# [OPDRACHT]
Zet alle regels van de records hieronder in een JSON-lijst met één string per regel. Laat lege regels weg.

Vastgelegde gegevens
--------
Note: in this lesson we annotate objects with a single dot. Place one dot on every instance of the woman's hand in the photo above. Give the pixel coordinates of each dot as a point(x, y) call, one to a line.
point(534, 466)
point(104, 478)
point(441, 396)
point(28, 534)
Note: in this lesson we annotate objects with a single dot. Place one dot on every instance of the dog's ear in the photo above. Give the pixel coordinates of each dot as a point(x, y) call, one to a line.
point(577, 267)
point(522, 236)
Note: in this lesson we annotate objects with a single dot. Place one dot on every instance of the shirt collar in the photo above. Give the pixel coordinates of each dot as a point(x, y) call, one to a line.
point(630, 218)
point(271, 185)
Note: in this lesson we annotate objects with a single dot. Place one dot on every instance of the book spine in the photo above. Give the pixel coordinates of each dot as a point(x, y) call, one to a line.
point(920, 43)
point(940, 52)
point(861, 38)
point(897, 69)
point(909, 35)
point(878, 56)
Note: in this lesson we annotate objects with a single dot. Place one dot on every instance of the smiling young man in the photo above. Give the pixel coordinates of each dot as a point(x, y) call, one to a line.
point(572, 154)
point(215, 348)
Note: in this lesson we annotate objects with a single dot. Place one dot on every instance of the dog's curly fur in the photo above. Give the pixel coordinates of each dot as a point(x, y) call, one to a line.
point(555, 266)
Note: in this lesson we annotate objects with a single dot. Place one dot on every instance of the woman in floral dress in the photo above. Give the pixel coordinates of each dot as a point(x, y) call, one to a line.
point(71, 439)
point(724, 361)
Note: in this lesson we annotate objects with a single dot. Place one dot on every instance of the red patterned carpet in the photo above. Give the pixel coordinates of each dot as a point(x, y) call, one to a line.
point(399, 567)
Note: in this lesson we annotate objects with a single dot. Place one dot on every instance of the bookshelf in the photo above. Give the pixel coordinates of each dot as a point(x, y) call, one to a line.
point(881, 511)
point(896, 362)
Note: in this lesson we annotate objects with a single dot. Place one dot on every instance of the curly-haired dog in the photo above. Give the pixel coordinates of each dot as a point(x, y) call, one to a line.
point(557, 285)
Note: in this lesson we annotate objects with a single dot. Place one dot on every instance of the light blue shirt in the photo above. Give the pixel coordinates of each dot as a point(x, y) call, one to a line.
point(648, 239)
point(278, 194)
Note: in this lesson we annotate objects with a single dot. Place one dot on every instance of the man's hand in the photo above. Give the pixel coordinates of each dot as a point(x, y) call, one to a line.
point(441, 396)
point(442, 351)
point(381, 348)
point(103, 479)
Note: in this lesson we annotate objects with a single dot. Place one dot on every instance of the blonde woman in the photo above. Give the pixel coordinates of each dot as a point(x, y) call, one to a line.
--------
# [JUISTE ANTWOORD]
[
  "Note: in this lesson we annotate objects with a single dot. Place one dot on every instance of the woman's hand in the photo above. Give the pixel coordinates of each dot as a point(x, y) call, one to a line.",
  "point(534, 466)",
  "point(104, 478)",
  "point(441, 396)",
  "point(28, 534)",
  "Note: in this lesson we annotate objects with a single dot. Place one dot on every instance of the dog's ear in the photo above. Give the pixel coordinates of each dot as a point(x, y) call, one to a line.",
  "point(577, 267)",
  "point(522, 236)",
  "Note: in this lesson we annotate objects with a single dot. Place one dot on every instance of the shirt collar in the photo above. Give the pixel coordinates of each dot as a point(x, y) call, one to a line.",
  "point(630, 218)",
  "point(271, 185)",
  "Note: in this lesson we annotate objects with a single dot. Place one dot on every instance of the book spine in the photo above. Give the pixel coordinates of each dot as a point(x, y) call, one to a line.",
  "point(920, 43)",
  "point(940, 52)",
  "point(861, 38)",
  "point(897, 69)",
  "point(909, 35)",
  "point(878, 56)",
  "Note: in this lesson we annotate objects with a single dot. Place one dot on every instance of the smiling young man in the photo above. Give the pixel coordinates of each dot as a point(x, y) call, one to a line.",
  "point(572, 154)",
  "point(215, 348)",
  "Note: in this lesson we annotate objects with a single dot. Place one dot on every instance of the dog's curly fur in the photo above. Give the pixel coordinates of each dot as a point(x, y) call, one to a line.",
  "point(555, 266)",
  "Note: in this lesson we annotate objects with a single dot. Place one dot on every instance of the woman in floral dress in the photo above. Give the pixel coordinates of each dot as a point(x, y) call, one to a line.",
  "point(71, 439)",
  "point(724, 361)",
  "Note: in this lesson we annotate objects with a single dot. Place one dot on every instance of the red patterned carpet in the photo above. Give the pixel coordinates of each dot as a point(x, y) call, one to a line.",
  "point(399, 567)",
  "Note: in this lesson we annotate objects with a single dot. Place one dot on every instance of the bookshelf in the photo above. Give the pixel coordinates of each dot as a point(x, y) call, one to a line.",
  "point(881, 511)",
  "point(896, 362)",
  "Note: in this lesson we annotate objects with a single dot. Place one dot on every instance of the curly-haired dog in the photo above. Give the pixel coordinates of each dot as a point(x, y) call, one to a line.",
  "point(557, 285)",
  "Note: in this lesson we annotate objects with a single dot. Place one dot on every instance of the light blue shirt in the photo above. Give the pixel coordinates of each dot as a point(x, y) call, one to a line.",
  "point(648, 239)",
  "point(278, 194)",
  "Note: in this lesson we annotate objects with a single dot. Place one dot on every instance of the man's hand in the photo above. Give the pixel coordinates of each dot as a point(x, y) call, one to a line.",
  "point(441, 396)",
  "point(442, 351)",
  "point(381, 348)",
  "point(103, 479)",
  "Note: in this lesson we annotate objects with a single dot. Place one dot on every instance of the blonde woman in the photo above. Give the pixel coordinates of each dot as a point(x, y) call, one to a line."
]